- [To do]: The span to copy runs from the line containing "the red book" to the last line below. Copy it exactly, with nothing else.

Records from a collection
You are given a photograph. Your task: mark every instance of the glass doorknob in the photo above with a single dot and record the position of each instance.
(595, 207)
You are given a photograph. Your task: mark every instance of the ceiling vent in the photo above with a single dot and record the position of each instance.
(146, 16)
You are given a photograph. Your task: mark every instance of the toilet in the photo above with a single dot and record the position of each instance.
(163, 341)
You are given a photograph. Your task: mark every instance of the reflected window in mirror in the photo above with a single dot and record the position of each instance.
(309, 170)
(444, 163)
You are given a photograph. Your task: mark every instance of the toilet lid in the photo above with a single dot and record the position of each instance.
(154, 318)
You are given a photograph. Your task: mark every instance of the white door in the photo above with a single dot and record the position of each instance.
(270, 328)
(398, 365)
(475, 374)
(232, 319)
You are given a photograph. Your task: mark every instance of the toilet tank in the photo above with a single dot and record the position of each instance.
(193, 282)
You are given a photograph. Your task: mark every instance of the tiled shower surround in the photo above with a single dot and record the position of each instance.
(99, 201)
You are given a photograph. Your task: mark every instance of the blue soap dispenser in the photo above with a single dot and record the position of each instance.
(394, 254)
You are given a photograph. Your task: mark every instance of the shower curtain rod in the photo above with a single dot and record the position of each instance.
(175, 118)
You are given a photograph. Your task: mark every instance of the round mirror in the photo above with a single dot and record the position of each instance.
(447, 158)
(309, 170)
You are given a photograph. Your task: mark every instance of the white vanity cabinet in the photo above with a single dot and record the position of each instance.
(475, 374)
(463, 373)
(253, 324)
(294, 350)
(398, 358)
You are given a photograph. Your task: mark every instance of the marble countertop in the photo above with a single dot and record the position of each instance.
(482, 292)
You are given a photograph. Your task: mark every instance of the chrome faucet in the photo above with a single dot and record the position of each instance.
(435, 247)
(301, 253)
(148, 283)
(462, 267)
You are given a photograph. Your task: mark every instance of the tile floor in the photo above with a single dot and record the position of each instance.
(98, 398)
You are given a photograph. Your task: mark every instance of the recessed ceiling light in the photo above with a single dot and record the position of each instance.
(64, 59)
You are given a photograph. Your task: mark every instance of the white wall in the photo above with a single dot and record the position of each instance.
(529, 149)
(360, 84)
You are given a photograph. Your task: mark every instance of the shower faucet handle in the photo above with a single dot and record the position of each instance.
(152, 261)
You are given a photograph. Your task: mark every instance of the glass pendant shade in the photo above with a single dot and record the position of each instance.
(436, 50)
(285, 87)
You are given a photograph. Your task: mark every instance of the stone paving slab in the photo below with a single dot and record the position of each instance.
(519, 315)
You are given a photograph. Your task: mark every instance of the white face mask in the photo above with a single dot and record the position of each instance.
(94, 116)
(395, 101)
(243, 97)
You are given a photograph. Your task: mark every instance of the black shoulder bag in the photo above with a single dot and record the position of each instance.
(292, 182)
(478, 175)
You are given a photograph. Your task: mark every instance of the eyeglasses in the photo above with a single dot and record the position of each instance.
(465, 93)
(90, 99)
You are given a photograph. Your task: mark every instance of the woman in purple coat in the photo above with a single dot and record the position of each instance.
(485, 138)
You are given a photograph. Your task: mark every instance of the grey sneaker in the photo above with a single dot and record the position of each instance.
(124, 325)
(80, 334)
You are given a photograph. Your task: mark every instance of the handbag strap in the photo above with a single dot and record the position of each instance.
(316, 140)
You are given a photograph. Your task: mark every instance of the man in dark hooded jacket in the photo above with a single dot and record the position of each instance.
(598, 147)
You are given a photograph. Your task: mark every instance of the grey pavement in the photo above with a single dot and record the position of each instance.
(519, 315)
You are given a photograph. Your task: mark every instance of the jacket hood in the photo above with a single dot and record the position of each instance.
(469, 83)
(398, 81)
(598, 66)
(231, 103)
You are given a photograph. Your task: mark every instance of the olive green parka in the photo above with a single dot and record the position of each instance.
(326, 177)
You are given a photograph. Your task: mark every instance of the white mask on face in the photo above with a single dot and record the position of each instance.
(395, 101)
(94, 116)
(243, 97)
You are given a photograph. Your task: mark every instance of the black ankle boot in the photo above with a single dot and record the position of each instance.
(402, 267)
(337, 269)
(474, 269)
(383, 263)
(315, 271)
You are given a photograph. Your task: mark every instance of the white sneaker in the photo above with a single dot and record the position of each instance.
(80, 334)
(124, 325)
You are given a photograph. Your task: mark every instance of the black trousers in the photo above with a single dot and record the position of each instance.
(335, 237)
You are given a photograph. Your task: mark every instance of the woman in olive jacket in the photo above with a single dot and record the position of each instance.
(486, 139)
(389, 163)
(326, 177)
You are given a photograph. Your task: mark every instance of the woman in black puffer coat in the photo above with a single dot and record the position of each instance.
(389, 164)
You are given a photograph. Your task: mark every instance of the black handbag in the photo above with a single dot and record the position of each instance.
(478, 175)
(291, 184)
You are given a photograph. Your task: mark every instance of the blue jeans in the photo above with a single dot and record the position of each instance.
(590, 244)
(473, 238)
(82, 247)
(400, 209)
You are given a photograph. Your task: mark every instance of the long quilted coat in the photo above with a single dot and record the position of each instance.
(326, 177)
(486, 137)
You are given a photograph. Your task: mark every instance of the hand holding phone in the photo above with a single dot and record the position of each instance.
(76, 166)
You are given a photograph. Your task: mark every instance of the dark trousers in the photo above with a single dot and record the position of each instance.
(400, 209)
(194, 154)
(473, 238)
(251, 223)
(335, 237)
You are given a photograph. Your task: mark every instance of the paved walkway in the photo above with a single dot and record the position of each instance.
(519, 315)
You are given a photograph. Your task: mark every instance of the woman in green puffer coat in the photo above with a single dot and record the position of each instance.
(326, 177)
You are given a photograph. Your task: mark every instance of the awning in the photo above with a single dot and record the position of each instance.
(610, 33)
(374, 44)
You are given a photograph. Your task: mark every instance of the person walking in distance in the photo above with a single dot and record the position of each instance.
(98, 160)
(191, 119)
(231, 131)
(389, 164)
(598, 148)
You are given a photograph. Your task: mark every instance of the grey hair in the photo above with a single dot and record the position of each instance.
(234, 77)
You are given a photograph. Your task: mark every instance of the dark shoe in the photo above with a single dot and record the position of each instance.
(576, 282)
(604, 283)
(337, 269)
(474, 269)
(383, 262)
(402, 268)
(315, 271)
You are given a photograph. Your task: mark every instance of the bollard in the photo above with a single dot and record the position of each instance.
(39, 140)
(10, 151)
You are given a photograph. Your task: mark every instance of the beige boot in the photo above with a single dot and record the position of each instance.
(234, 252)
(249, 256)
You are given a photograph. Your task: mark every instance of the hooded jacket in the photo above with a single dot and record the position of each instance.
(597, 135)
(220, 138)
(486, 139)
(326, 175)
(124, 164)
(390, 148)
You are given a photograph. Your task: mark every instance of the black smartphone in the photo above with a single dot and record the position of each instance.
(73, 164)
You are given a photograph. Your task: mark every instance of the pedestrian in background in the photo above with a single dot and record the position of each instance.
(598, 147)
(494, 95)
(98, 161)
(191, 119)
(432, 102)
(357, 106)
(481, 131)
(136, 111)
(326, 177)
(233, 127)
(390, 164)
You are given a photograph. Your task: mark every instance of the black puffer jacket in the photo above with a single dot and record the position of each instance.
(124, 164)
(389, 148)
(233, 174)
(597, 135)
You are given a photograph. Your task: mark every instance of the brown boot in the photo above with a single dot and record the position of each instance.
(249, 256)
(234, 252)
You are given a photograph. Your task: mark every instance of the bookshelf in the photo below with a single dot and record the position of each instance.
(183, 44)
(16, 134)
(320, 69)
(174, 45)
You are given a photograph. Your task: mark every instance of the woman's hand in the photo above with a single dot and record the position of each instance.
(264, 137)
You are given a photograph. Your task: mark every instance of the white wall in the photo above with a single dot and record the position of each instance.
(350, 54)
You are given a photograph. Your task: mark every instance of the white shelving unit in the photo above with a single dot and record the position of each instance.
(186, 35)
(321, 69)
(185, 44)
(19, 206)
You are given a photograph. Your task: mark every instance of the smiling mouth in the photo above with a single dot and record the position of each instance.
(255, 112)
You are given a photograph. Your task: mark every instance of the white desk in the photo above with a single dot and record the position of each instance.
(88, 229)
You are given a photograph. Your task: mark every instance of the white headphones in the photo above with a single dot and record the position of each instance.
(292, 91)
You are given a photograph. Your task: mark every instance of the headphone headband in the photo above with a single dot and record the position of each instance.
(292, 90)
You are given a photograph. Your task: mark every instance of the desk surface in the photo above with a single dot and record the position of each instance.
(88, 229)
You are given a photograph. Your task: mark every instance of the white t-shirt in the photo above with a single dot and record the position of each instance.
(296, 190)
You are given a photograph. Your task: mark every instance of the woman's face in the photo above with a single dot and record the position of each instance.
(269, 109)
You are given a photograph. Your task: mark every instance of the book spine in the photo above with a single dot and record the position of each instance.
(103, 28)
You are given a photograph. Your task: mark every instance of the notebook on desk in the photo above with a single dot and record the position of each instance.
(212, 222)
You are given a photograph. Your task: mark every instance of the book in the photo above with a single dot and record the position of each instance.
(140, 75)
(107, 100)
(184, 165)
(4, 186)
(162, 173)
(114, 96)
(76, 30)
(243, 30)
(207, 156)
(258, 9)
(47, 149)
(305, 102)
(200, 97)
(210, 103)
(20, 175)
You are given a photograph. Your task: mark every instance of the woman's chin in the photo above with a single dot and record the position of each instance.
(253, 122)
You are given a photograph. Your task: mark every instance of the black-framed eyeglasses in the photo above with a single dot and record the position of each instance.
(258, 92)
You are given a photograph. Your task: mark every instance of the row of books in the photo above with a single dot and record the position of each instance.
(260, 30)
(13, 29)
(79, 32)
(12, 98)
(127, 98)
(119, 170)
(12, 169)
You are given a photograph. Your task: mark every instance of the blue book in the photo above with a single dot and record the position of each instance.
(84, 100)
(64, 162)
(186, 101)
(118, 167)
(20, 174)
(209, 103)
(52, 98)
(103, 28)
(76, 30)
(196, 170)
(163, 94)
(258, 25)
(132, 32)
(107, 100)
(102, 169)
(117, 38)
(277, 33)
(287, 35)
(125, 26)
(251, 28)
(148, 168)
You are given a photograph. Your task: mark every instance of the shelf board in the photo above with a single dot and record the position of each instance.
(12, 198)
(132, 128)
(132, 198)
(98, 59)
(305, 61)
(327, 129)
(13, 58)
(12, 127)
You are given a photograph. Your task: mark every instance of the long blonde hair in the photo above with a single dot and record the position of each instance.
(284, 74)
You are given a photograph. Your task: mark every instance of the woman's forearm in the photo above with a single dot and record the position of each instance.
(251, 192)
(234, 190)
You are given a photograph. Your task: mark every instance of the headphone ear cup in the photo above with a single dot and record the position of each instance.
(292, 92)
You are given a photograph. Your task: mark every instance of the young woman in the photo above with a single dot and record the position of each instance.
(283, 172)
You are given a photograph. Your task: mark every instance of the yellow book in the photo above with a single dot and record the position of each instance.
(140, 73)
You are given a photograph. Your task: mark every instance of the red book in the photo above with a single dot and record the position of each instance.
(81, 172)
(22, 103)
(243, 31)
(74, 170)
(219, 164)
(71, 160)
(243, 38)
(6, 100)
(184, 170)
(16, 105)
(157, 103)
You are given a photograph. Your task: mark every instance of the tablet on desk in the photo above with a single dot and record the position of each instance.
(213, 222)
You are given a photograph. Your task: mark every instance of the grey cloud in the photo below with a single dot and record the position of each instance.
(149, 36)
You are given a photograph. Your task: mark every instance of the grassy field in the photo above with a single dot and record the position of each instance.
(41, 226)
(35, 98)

- [Answer to this problem]:
You are given a photograph. Your task: mark every instance of the red book in the photo above with a single dot and record the position of each instance.
(81, 172)
(22, 103)
(243, 31)
(74, 170)
(219, 164)
(71, 160)
(243, 38)
(6, 100)
(184, 170)
(16, 105)
(157, 103)
You are given a photograph. Your task: mark every instance of the tablet on desk in the photo above with a single dot and record the position of each instance.
(213, 222)
You are given a photograph. Your task: mark every instance of the grey cloud in the photo below with a single dot and record the position of each instance.
(149, 36)
You are given a photograph. Your task: mark every instance of the grassy field in the photo above with a single dot and record the position of each instance.
(41, 226)
(35, 98)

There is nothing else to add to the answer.